**PROBLEM DESCRIPTION**
Lay out the listing below as a two-column CSV with the header row request,boxes. Give one row for each request, with its text and its answer each in one quoted field and every line break replaced by a space.

**THE INPUT**
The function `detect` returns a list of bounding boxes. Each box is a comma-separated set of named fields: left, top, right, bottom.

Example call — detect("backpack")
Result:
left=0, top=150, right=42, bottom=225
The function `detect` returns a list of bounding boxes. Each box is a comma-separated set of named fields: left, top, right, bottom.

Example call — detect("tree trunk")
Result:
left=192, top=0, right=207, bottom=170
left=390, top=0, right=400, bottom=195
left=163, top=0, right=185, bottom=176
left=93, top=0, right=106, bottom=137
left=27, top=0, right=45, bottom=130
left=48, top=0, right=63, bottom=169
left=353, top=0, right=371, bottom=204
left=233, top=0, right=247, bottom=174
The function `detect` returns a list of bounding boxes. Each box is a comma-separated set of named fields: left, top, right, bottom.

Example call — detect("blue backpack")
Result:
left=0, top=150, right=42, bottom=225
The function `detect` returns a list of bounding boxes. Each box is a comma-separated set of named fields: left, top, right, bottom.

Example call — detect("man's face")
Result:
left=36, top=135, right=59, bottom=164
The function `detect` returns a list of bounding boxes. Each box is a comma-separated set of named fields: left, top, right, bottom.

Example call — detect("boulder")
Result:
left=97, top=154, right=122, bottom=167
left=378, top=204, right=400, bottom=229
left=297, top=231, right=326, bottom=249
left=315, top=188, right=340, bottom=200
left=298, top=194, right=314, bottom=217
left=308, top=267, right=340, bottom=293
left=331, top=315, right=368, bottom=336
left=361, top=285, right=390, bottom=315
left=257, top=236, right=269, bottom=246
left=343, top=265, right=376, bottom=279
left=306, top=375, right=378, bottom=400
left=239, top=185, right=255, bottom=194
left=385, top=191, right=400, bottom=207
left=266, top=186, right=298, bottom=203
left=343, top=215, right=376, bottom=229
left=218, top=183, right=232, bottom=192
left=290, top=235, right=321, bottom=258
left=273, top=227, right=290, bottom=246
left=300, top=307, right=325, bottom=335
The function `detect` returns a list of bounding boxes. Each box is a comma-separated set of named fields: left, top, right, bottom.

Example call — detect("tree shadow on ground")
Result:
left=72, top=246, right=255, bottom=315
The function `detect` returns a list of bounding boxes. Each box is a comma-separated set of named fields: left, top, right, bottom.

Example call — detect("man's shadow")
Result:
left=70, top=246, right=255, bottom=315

**WORKED ANSWER**
request,boxes
"The function `detect` returns a list of bounding boxes. Each box is a comma-separated set of named fields: left, top, right, bottom. Example call — detect(""backpack"") Result:","left=0, top=150, right=42, bottom=225"
"The function `detect` returns a list of bounding boxes. Each box is a comma-separated set of named fields: left, top, right, bottom. Example call — detect(""tree trunk"") Result:","left=192, top=0, right=207, bottom=170 left=390, top=0, right=400, bottom=195 left=163, top=0, right=185, bottom=176 left=93, top=0, right=106, bottom=137 left=27, top=0, right=45, bottom=130 left=48, top=0, right=63, bottom=169 left=353, top=0, right=371, bottom=204 left=233, top=0, right=247, bottom=174"
"The function `detect` returns a list of bounding boxes. Each box is a comma-separated set of named fields: left, top, right, bottom. Example call — detect(""blue backpack"") Result:","left=0, top=150, right=42, bottom=225"
"The function `detect` returns a list of bounding boxes. Each box is a comma-separated set of named fields: left, top, right, bottom. Example call — detect(""man's face"") Result:","left=36, top=135, right=59, bottom=164"
"The function `detect` returns a list of bounding boxes. Each box is a comma-separated set of named fields: left, top, right, bottom. Example call — detect(""boulder"") Result:","left=97, top=154, right=122, bottom=167 left=378, top=204, right=400, bottom=229 left=297, top=231, right=326, bottom=249 left=315, top=188, right=340, bottom=200 left=298, top=194, right=314, bottom=217 left=308, top=267, right=340, bottom=293 left=331, top=315, right=368, bottom=336 left=361, top=285, right=390, bottom=315 left=257, top=236, right=269, bottom=246 left=343, top=265, right=376, bottom=279 left=306, top=375, right=378, bottom=400 left=239, top=185, right=255, bottom=194 left=385, top=191, right=400, bottom=207 left=266, top=186, right=298, bottom=203 left=343, top=215, right=376, bottom=229 left=218, top=183, right=232, bottom=192 left=290, top=235, right=321, bottom=258 left=273, top=227, right=290, bottom=246 left=300, top=307, right=325, bottom=335"
"The function `detect` returns a list of bounding boxes. Each box is a comma-separated set of named fields: left, top, right, bottom. Example call — detect(""tree shadow on ground"") Result:","left=72, top=246, right=255, bottom=315"
"The function `detect` returns a list of bounding boxes. Each box is a comma-separated set of named fields: left, top, right, bottom. Example call — detect(""man's shadow"") Result:","left=70, top=246, right=255, bottom=315"